Task details: Pick out every line in the following material that contains the word "below", and copy each one in full. Capitalization must match.

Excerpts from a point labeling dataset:
'''

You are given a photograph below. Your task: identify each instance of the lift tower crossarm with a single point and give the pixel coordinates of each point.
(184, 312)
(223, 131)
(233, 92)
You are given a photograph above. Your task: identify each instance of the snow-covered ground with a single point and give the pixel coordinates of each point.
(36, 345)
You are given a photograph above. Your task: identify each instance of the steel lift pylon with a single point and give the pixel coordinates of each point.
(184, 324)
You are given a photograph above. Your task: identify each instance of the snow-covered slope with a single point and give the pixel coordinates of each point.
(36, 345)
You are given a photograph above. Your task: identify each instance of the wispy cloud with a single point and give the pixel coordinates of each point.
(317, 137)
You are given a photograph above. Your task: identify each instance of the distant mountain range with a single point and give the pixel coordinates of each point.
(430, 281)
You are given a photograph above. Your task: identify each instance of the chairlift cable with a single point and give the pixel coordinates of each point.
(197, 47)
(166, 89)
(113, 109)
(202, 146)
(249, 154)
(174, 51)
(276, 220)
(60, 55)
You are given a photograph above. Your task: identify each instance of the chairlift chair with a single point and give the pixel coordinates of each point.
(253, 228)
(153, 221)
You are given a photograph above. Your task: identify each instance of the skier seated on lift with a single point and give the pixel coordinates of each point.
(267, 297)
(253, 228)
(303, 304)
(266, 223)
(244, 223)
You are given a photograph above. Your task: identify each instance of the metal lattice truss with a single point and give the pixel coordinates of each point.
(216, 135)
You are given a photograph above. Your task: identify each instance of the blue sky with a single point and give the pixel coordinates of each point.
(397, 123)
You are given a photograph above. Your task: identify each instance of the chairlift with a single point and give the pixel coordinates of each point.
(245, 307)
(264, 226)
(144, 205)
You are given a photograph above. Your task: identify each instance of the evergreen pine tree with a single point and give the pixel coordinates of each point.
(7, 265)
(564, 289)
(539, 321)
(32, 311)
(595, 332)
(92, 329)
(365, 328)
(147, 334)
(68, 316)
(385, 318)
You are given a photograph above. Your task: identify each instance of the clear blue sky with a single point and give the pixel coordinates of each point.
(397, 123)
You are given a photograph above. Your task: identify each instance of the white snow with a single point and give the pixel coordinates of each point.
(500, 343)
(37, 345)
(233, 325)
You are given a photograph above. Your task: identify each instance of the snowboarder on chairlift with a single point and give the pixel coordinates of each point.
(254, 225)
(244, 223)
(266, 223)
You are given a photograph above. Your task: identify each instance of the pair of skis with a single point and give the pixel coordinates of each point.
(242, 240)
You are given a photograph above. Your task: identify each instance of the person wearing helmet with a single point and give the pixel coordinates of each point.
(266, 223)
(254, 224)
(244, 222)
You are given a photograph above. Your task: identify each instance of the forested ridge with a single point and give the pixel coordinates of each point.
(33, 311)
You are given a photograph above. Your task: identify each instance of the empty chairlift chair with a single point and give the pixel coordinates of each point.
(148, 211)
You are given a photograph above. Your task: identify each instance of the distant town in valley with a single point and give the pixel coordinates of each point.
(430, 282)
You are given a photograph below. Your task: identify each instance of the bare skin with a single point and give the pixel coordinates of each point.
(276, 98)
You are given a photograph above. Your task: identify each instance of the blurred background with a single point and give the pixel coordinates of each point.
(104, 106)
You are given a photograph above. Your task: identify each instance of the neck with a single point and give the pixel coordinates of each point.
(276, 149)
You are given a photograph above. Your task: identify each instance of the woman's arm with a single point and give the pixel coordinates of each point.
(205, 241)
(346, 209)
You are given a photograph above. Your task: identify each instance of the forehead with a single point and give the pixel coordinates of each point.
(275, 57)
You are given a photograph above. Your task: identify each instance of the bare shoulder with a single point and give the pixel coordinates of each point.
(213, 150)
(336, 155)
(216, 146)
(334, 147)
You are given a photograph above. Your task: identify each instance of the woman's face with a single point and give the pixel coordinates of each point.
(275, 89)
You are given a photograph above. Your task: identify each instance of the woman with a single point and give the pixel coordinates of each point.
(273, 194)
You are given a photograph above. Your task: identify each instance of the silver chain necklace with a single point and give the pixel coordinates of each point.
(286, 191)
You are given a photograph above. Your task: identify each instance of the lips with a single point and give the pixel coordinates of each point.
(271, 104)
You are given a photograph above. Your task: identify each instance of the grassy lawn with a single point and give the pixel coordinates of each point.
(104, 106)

'''
'''

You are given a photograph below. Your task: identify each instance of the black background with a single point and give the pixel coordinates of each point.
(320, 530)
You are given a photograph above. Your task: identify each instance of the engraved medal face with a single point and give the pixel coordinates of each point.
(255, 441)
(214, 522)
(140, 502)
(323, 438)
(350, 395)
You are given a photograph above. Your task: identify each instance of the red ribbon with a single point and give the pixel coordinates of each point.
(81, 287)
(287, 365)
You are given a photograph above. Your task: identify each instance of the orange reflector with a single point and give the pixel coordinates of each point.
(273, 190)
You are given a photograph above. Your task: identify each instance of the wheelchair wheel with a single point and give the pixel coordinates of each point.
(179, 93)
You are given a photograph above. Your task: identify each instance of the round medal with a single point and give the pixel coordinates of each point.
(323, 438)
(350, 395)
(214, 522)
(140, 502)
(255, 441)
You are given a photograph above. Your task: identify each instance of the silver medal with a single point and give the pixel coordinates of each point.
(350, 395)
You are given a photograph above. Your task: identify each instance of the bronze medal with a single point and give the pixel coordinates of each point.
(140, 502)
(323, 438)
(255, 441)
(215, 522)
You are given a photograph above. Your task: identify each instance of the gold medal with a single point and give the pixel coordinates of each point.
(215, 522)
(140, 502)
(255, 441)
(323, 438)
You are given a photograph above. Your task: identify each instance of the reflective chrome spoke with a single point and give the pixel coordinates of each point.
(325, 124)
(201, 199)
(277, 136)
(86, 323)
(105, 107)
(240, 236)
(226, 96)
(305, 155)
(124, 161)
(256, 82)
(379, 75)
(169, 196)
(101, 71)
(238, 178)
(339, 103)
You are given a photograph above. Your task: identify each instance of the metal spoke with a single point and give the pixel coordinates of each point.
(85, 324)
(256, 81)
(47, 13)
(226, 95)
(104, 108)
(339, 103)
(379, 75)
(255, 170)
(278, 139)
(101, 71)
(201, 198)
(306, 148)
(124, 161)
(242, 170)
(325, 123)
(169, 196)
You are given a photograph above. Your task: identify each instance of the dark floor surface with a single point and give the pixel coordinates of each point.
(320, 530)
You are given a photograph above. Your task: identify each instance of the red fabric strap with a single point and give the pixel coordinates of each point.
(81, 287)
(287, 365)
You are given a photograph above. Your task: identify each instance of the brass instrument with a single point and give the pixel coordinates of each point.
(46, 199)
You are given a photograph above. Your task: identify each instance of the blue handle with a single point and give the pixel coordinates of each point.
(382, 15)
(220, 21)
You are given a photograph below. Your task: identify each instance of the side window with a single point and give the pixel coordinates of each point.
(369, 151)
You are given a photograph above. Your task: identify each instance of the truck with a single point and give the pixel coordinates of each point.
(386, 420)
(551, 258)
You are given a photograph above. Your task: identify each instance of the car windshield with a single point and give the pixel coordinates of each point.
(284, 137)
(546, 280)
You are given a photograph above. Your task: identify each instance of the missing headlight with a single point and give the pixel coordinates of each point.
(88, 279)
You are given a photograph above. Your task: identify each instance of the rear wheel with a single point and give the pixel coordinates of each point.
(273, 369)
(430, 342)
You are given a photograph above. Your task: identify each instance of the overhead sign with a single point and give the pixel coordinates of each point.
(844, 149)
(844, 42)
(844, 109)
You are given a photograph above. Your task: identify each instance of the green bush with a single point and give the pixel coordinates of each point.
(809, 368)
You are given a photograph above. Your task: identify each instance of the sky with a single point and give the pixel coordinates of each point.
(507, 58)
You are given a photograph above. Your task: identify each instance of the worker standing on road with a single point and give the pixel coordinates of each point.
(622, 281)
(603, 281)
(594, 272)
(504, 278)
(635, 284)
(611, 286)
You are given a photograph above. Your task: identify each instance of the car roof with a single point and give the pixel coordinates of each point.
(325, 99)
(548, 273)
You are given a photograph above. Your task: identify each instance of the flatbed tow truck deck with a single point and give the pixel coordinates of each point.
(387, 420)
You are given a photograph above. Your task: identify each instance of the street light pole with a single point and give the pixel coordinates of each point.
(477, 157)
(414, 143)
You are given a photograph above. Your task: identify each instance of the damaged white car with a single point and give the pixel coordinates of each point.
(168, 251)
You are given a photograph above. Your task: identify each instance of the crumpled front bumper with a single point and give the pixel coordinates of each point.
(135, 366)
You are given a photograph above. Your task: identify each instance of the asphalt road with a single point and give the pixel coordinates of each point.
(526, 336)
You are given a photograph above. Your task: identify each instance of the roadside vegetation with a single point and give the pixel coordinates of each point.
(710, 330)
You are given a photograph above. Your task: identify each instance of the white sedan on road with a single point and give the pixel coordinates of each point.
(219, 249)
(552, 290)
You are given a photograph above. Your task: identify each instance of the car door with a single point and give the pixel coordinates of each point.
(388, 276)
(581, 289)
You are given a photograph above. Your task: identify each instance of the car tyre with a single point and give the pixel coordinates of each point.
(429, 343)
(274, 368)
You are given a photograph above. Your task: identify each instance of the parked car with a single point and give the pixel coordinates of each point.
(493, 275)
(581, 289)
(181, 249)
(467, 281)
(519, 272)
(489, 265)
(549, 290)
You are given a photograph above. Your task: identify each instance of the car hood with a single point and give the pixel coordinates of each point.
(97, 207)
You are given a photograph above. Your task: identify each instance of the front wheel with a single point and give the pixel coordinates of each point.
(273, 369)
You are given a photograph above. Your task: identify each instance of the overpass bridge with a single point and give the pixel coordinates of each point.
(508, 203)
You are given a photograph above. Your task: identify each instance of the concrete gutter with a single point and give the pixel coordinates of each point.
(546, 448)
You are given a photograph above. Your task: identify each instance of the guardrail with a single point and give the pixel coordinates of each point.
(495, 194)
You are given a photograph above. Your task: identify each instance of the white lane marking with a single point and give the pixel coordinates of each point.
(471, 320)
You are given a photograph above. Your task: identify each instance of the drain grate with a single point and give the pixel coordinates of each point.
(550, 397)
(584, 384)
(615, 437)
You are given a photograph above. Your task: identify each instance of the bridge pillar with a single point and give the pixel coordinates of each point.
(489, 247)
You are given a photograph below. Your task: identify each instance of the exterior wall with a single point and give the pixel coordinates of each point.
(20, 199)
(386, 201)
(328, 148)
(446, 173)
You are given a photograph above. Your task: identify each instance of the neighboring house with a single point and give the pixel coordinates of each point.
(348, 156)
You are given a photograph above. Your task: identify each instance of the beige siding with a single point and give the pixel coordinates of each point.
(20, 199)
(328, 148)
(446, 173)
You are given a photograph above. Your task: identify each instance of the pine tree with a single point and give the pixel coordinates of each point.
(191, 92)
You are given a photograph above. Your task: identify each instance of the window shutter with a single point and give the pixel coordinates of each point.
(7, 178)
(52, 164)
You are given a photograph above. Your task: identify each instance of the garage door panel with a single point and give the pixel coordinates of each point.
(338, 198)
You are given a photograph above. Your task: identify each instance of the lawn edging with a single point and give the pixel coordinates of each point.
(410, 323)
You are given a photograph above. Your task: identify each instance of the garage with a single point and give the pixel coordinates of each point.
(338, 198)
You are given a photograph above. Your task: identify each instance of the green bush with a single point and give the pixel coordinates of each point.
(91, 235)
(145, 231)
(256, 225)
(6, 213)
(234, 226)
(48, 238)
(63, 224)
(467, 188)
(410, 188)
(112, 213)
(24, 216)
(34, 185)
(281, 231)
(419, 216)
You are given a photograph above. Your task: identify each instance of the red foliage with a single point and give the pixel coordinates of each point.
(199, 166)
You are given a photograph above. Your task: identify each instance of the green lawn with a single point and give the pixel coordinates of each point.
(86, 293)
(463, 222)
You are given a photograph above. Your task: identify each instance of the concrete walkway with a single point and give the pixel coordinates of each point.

'''

Response to the exercise:
You are given a photograph below. Your task: identify each instance of the lift tower crossarm with a single point and give the pixel coordinates of each point.
You are given a photograph below. Your task: identify each instance of the bare skin with a single point and give the pixel coordinates of each point.
You are given a photograph below. Your task: identify each instance of the black background with a single point and give the pixel coordinates of each point.
You are given a photograph below. Your task: identify each instance of the side window with a single point and give the pixel coordinates of each point.
You are given a photograph below. Your task: identify each instance of the exterior wall with a single point and give the pixel coordinates of each point.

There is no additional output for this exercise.